Prompt
Take the material below and write it all out again exactly.
::::::::::
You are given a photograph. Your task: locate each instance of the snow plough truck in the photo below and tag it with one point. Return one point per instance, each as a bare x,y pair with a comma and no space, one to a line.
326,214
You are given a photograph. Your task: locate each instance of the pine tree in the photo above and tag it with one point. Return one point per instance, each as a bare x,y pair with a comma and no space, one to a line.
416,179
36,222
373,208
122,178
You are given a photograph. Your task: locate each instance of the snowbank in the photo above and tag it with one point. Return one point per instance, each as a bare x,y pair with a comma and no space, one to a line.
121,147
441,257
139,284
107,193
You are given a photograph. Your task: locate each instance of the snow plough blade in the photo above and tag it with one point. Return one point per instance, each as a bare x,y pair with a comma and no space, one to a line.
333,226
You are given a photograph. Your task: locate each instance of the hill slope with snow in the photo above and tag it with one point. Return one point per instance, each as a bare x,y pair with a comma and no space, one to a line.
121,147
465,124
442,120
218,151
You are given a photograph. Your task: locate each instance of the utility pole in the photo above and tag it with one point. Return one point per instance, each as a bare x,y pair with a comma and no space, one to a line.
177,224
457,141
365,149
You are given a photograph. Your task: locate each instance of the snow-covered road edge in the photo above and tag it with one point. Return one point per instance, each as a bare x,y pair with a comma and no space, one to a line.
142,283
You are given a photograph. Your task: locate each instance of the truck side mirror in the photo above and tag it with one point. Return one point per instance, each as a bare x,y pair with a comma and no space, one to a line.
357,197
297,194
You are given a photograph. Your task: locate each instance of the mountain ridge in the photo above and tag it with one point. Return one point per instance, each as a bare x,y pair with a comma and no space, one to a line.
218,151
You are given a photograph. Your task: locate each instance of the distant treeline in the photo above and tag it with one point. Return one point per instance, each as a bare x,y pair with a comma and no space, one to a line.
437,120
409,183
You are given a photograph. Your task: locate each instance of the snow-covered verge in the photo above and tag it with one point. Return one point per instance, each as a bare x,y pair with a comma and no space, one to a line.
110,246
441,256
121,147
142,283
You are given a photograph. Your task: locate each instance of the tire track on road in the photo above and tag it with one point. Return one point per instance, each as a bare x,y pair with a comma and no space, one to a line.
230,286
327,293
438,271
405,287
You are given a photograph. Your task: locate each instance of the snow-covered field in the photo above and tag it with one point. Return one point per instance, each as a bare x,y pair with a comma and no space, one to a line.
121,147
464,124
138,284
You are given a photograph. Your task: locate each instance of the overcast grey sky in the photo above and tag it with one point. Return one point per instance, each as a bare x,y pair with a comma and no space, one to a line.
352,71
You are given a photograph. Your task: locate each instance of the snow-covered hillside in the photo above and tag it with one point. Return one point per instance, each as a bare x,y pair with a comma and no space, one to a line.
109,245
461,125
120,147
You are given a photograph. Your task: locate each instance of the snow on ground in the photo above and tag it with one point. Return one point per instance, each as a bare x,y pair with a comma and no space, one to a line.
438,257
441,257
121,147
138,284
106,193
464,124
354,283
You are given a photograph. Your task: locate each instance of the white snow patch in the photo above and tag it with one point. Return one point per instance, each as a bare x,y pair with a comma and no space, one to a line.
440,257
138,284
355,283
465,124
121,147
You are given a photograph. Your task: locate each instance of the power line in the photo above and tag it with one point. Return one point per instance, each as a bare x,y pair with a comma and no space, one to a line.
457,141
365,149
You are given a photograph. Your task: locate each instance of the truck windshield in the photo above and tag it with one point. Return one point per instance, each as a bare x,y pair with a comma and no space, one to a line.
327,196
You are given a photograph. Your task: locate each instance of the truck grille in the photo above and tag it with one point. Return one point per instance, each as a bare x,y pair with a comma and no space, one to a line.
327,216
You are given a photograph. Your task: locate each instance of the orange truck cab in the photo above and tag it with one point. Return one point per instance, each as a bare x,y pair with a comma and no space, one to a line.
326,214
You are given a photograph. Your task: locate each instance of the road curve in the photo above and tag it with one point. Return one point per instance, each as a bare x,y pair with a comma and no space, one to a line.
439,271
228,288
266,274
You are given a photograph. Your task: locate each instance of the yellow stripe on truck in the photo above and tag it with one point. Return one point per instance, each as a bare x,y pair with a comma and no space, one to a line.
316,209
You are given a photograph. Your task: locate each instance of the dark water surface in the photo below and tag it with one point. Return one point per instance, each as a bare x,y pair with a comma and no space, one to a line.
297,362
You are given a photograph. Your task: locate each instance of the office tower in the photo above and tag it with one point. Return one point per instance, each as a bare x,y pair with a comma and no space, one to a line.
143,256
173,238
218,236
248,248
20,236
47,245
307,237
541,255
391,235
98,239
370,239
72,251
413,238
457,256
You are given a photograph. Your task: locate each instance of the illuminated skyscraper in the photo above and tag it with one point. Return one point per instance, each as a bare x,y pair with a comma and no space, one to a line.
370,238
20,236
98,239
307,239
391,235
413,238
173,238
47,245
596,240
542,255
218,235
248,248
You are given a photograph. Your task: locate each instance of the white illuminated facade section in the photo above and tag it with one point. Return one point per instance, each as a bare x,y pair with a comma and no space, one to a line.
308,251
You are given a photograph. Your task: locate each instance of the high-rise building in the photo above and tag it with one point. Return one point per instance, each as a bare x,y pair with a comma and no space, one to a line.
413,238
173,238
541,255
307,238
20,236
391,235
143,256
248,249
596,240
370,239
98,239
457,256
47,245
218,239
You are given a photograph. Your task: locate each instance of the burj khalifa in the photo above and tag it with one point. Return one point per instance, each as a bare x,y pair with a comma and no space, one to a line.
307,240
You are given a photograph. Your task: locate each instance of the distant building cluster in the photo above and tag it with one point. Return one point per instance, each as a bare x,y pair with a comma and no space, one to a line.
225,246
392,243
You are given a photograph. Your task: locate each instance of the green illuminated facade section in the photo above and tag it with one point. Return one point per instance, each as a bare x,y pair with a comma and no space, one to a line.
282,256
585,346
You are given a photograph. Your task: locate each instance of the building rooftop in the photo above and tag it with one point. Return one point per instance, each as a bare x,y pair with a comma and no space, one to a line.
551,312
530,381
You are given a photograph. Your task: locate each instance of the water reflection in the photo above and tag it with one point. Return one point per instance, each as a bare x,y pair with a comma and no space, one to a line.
::::::::::
Task output
You are given a photograph. Your task: locate each instance of the snow plough truck in the photo below and tag it with one point. Return one point per instance, each as a bare x,y pair with a comma and no space, one to a line.
326,214
You are given a photograph. Your task: locate each instance of the pine tree in the photo above and tag it with one point. Return one point per instance, each as a bare x,y pair with a comma and no space, one to a line.
416,179
36,222
373,208
122,178
You are given a photograph. Your task: locate each instance of the snowbank in the photo above and tag it with one point. Return one point per instance, each as a bare x,y pair with a comma and no space, one to a line.
121,147
441,257
139,284
107,193
You are given a photograph. Your task: locate each instance of the snow plough blade in the photo above and tag it with one point. Return one point per instance, each as a bare x,y pair with a comma and no space, one to a line.
333,226
You are given a photograph. Your task: locate each instance of the hill slope with snow in the photo above and tag it with one point. Return one point per instance, each as a bare x,y pair with a comma and no space, one to a line.
121,147
465,124
442,120
218,151
You are given a photograph. Your task: locate each instance of the utility pole in the photo above and tag it with one point. Return one point per instance, each as a bare x,y pair with a comma and no space, one to a line.
177,224
457,141
365,149
You are given a photograph. Your task: locate each instance of the snow-covered road edge in the photo above and tag it with one point. Return one point per instance, each as a bare x,y pair with a comma and no space, one to a line.
142,283
You are given a photograph. Your task: locate each instance of the truck side mirror in the photo above and tag it with one point. Return one point per instance, each as a bare x,y pair with a comma and no space, one to a line.
357,197
297,194
You are given a photograph. Your task: locate each instance of the mountain ridge in the photo above and tag it with one point. Return one point per instance, each as a bare x,y pair with a comma and no space, one to a line.
218,151
You are given a photograph. Your task: locate each instance of the distant treeline in the photo above and tag it with one point. Return one point per instance, each as a bare x,y pair with a comma and no space, one to a line.
437,120
409,183
You are given a photograph. Your task: locate each instance of the snow-covered verge in the photo above and tag it with one point. Return one point per instance, each as a bare x,y pair with a comma and no space, one to a line.
110,246
441,256
121,147
142,283
You are given a photograph. Your task: locate each instance of the tire track on road in the photo above and tag it with one point. Return one point per instance, each as a bare x,y pair with a comma and no space, one to a line.
230,286
327,293
438,271
405,287
You are given a photograph. Your task: locate each instance of the snow-covered field in the photo above and tag it with one point. Return one point per instance, each as a bare x,y pair with a comma and no space, one to a line.
121,147
464,124
138,284
You are given a photograph. Your task: locate each instance of the overcast grey sky in the photo above and tag it with one point. Return one point per instance, each as a bare x,y pair with a comma and no space, one to a line.
352,71
You are given a photograph. Your task: locate each instance of the snow-covered hillside in the photo above and tag it with one point. Return one point per instance, each as a bare x,y pair with a comma and no space, one to a line.
109,245
461,125
120,147
You are given a photograph. Your task: locate each instance of the snow on ground in the photo above and tag it with one point. Return one point per instance, each as a bare x,y pair with a comma and no space, one to a line.
438,257
441,257
121,147
138,284
106,193
464,124
354,283
You are given a photograph. Your task: locate each instance of the white snow patch in the photo above and tag it with one point. Return one point per instance, each as a bare x,y pair with a comma and no space, one to a line.
440,257
138,284
355,283
465,124
121,147
You are given a photograph. Your task: locate each instance of the power line in the photo above and tag it with one point. Return one point per instance, each as a bare x,y pair with a comma and no space, one to a line.
457,141
365,149
You are given a photograph. Your task: locate each instance of the truck windshield in the photo above and tag it with one point. Return one point per instance, each as a bare x,y pair with a comma and no space, one to a line.
327,196
You are given a photograph. Your task: locate each instance of the truck grille in the photo above and tag it with one point. Return one point per instance, each as a bare x,y pair with a comma and no space, one to a line.
327,216
You are given a photograph. Your task: locate each instance of the orange truck cab in the photo above and tag it with one point. Return one point per instance, each as a bare x,y pair with a comma and no space, one to a line.
326,214
You are given a photograph. Your task: locate each instance of the road curve in the photo above and tag it with one point. Return one point per instance, each as a bare x,y pair with a comma and no space, one to a line.
439,271
228,288
266,274
You are given a photograph. Your task: locate each instance of the yellow stripe on truck in the photo above and tag it with one point. Return one point per instance, each as a bare x,y pair with a comma and no space, one to a line.
316,209
You are given a photograph. Your task: locate each instance of the dark water surface in the photo below and tag it with one point. Return one point per instance, each as a bare x,y pair with a comma and no space, one to a line.
297,362
You are given a photograph. Your task: locate each instance of the office tower in the photo above and tag it with one point. Return one point per instance, each as a bare x,y pair with a comma and no space, one to a line.
143,256
173,238
218,236
248,248
20,236
47,245
307,237
541,255
391,235
98,239
370,239
72,251
413,238
457,256
You are given a photograph. Your task: locate each instance of the illuminated skyscraper in the photo above and tag it with one point. Return one point per instance, each as a bare x,y pair with a comma and no space, one to a line.
370,238
20,236
98,239
307,239
391,235
413,238
173,238
47,245
596,240
542,255
218,235
248,248
You are given a photograph. Your task: locate each instance of the white illuminated facade section in the photo above and tag it with one point. Return one point per instance, each as a bare x,y pair with a comma and no space, one to a line.
308,251
You are given a photograph. Your task: locate each instance of the high-rise building in the photo above and tag it with one point. Return one point per instance, each as a bare x,y pair with a comma and no space, one to a line.
413,238
173,238
541,255
307,238
20,236
391,235
143,256
248,249
596,240
370,239
98,239
457,256
47,245
218,239
You are given a photograph. Your task: locate each instance of the burj khalifa in the photo above and tag it with one point. Return one point per instance, each as a bare x,y pair with a comma and no space, one to a line.
307,240
You are given a photograph. Your task: locate each instance of the distant building cluster in the photo above and tag it with one point. Return one point per instance, each as a bare x,y pair with a comma and no space, one to a line.
225,246
392,243
You are given a photograph. Your task: locate each instance of the green illuminated facade section in the photo above and tag it with one point. Return one point per instance, each as a bare x,y pair with a comma and no space, one to a line.
282,256
585,346
You are given a photograph. Your task: locate each instance of the building rooftop in the photo above and tag it with one point. Return one point per instance, each as a bare x,y pair with a comma and no space, one to a line.
551,312
530,381
You are given a photograph. Your task: locate each instance of the water reflection in the photo above and tag it with one point. Return one point per instance, each as a bare x,y pair with a comma and no space, one to a line.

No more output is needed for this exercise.